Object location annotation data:

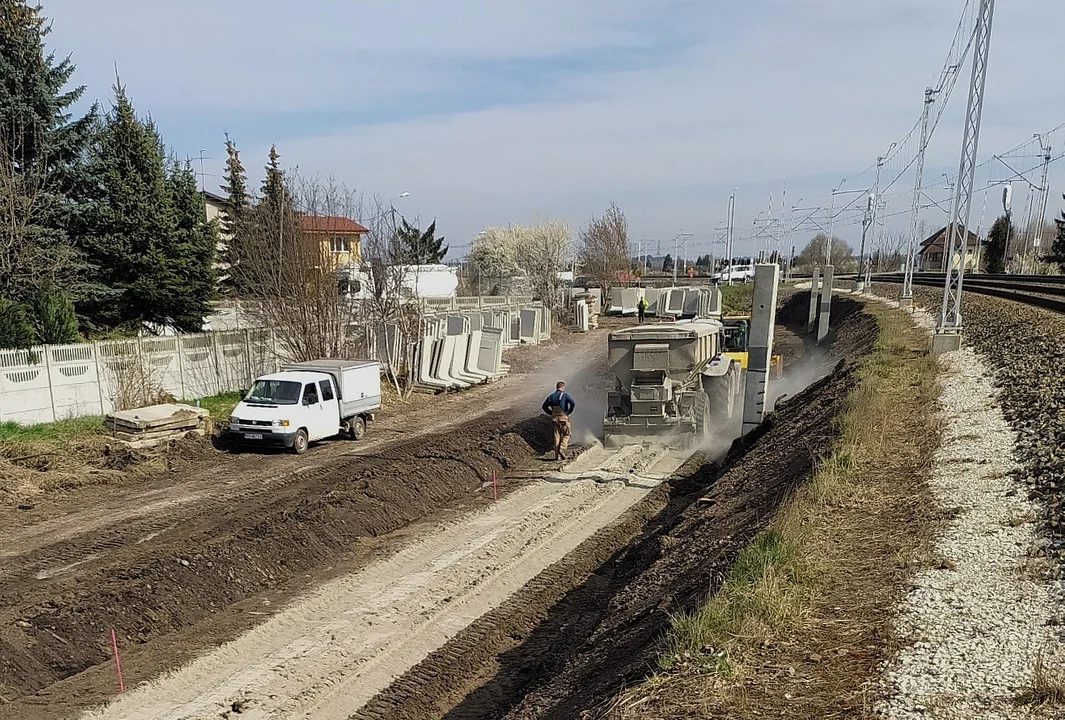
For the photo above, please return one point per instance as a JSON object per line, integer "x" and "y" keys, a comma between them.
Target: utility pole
{"x": 866, "y": 222}
{"x": 1008, "y": 209}
{"x": 676, "y": 240}
{"x": 907, "y": 279}
{"x": 865, "y": 267}
{"x": 949, "y": 331}
{"x": 730, "y": 235}
{"x": 1046, "y": 195}
{"x": 832, "y": 217}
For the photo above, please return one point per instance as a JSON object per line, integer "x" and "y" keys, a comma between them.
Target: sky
{"x": 490, "y": 113}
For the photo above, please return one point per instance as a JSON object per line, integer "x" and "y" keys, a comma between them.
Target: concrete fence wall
{"x": 60, "y": 381}
{"x": 56, "y": 382}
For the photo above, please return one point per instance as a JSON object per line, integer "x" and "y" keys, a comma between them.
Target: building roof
{"x": 333, "y": 224}
{"x": 936, "y": 242}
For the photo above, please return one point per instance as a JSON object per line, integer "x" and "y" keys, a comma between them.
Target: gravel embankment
{"x": 1025, "y": 350}
{"x": 978, "y": 622}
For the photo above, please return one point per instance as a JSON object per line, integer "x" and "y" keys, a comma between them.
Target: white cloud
{"x": 753, "y": 94}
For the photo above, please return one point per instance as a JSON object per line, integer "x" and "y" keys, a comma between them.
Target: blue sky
{"x": 490, "y": 113}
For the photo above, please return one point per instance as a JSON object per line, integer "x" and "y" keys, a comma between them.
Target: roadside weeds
{"x": 802, "y": 620}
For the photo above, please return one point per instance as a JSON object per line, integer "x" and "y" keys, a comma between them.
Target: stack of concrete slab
{"x": 653, "y": 297}
{"x": 156, "y": 424}
{"x": 622, "y": 300}
{"x": 582, "y": 321}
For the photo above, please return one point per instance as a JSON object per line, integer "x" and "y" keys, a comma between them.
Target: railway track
{"x": 1042, "y": 291}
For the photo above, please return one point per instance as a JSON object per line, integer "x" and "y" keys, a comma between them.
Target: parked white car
{"x": 308, "y": 402}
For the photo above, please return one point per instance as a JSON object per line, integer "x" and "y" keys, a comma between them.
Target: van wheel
{"x": 358, "y": 428}
{"x": 300, "y": 443}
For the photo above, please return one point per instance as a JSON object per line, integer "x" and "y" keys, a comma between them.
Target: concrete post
{"x": 824, "y": 310}
{"x": 715, "y": 300}
{"x": 814, "y": 298}
{"x": 760, "y": 344}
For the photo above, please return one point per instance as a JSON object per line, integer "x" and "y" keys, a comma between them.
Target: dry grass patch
{"x": 803, "y": 620}
{"x": 1048, "y": 685}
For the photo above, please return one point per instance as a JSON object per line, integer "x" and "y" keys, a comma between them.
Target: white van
{"x": 736, "y": 273}
{"x": 308, "y": 402}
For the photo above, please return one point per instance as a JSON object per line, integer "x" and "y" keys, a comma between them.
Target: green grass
{"x": 763, "y": 593}
{"x": 772, "y": 585}
{"x": 222, "y": 406}
{"x": 64, "y": 431}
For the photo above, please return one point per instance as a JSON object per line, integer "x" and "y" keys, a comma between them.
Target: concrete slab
{"x": 946, "y": 342}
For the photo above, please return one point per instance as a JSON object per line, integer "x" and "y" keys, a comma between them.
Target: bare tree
{"x": 27, "y": 255}
{"x": 289, "y": 273}
{"x": 813, "y": 255}
{"x": 603, "y": 251}
{"x": 390, "y": 307}
{"x": 536, "y": 254}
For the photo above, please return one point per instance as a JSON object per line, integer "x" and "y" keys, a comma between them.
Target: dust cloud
{"x": 814, "y": 366}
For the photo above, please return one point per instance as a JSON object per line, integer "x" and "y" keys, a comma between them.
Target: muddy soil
{"x": 203, "y": 480}
{"x": 183, "y": 561}
{"x": 590, "y": 625}
{"x": 59, "y": 626}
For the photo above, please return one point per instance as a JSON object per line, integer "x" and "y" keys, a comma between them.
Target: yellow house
{"x": 339, "y": 239}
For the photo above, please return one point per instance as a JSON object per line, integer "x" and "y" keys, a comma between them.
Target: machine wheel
{"x": 357, "y": 427}
{"x": 300, "y": 443}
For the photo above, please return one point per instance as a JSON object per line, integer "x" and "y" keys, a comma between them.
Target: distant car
{"x": 736, "y": 274}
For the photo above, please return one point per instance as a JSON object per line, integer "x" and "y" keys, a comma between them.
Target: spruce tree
{"x": 273, "y": 189}
{"x": 422, "y": 248}
{"x": 16, "y": 330}
{"x": 150, "y": 238}
{"x": 995, "y": 252}
{"x": 42, "y": 147}
{"x": 35, "y": 121}
{"x": 191, "y": 255}
{"x": 54, "y": 321}
{"x": 234, "y": 222}
{"x": 235, "y": 189}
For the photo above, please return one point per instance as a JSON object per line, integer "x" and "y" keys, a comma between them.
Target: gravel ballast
{"x": 978, "y": 621}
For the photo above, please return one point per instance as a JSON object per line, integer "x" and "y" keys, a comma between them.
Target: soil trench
{"x": 176, "y": 583}
{"x": 589, "y": 625}
{"x": 317, "y": 660}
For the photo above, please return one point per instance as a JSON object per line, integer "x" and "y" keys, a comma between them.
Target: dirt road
{"x": 182, "y": 563}
{"x": 186, "y": 560}
{"x": 66, "y": 532}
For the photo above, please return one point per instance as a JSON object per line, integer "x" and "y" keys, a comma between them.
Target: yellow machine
{"x": 737, "y": 332}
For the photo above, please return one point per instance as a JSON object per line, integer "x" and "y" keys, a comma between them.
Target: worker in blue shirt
{"x": 560, "y": 406}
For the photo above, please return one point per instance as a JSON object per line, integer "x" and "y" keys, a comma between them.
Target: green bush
{"x": 16, "y": 330}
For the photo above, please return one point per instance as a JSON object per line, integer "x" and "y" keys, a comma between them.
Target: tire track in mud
{"x": 63, "y": 542}
{"x": 589, "y": 625}
{"x": 329, "y": 653}
{"x": 50, "y": 630}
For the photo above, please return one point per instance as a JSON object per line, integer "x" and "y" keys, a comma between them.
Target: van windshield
{"x": 274, "y": 392}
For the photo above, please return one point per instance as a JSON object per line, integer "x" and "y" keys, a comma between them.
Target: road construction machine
{"x": 672, "y": 381}
{"x": 735, "y": 339}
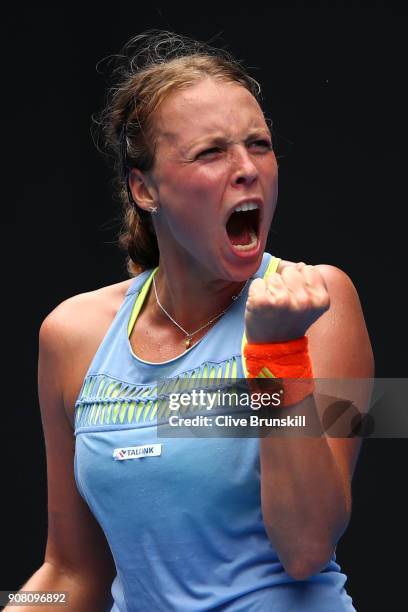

Task objective:
Count the lines in the records above that contain the string "tree", treating uppercase and lowercase as different, and give only the number.

Result of this exercise:
2